Con su radicalidad en pensamiento y en actos Martí fraguó lo que Julio Antonio Mella, en sus Glosas acerca del Maestro, caracterizó como “el misterio del programa ultrademocráticodel Partido Revolucionario”. Es relevante que ese criterio venga de un luchador comunista, central en la continuidad por la que el estudioso mexicano Pablo González Casanova apreció que el marxismo entró en Cuba por la senda heredada de Martí.
La
feliz revelación nada tiene que ver con tendencias a fabricar
similitudes entre el legado martiano, forjado esencialmente para nuestra
América y, en gran parte, desde los Estados Unidos —donde Martí vio
surgir el voraz imperialismo—, y la teoría marxista, nacida en Europa.
Tampoco debe atribuirse al sociólogo mexicano la creencia de que esas
contribuciones se agotan en sus respectivos ámbitos y períodos de
origen.
Medular
en las preocupaciones de Martí, la cuestión colonial no se redujo al
siglo XIX y a un continente, ni la lucha de clases para la emancipación
de los trabajadores es exclusivamente europea, anulable por el auge de
la socialdemocracia a expensas del ideario socialista. La interrelación
de tales vertientes de la realidad y las ideas revolucionarias
vinculadas con ellas es un hecho, aunque aldeanismos varios lo hayan
mistificado en un sentido o en otro.
Durante
años, entre esos aldeanismos —torpes en cualquier caso— tuvieron
empaque prestigioso los supuestamente marxistas, que hacían considerar
acertado lo que para Martí habría sido un crimen: que todo habría de
esperarse y vendría de Europa. Pensando en nuestra América, y con
utilidad aún más abarcadora, trazó él una norma para frenar estrecheces
como las aludidas: “Injértese en nuestras repúblicas el mundo; pero el
tronco ha de ser el de nuestras repúblicas”.

Ejercicio A:
Responde estas preguntas sobre el texto acerca de Martí:
(i) ¿Qué luchador comunista escribió las Glosas acerca del Maestro?
(ii) ¿Dónde nació la teoría marxista?
(iii) ¿Qué vio Martí surgir en los Estados Unidos?
Ejercicio B: Transcribe del texto sobre Martí el pasaje comprendido entre “Con su radicalidad” y “nacida en Europa.”, ambos incluidos.

Material proporcionado:
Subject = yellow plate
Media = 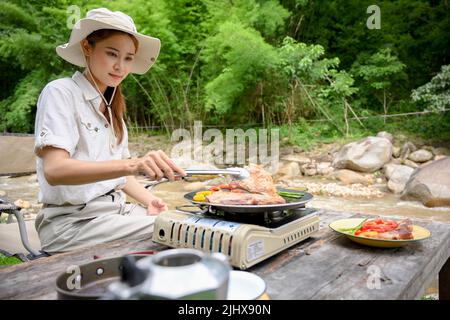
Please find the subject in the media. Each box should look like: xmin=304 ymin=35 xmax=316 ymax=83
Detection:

Resultado final A:
(i) Julio Antonio Mella.
(ii) En Europa.
(iii) El voraz imperialismo.

Resultado final B:
Con su radicalidad en pensamiento y en actos Martí fraguó lo que Julio Antonio Mella, en sus Glosas acerca del Maestro, caracterizó como “el misterio del programa ultrademocráticodel Partido Revolucionario”. Es relevante que ese criterio venga de un luchador comunista, central en la continuidad por la que el estudioso mexicano Pablo González Casanova apreció que el marxismo entró en Cuba por la senda heredada de Martí.
La
feliz revelación nada tiene que ver con tendencias a fabricar
similitudes entre el legado martiano, forjado esencialmente para nuestra
América y, en gran parte, desde los Estados Unidos —donde Martí vio
surgir el voraz imperialismo—, y la teoría marxista, nacida en Europa.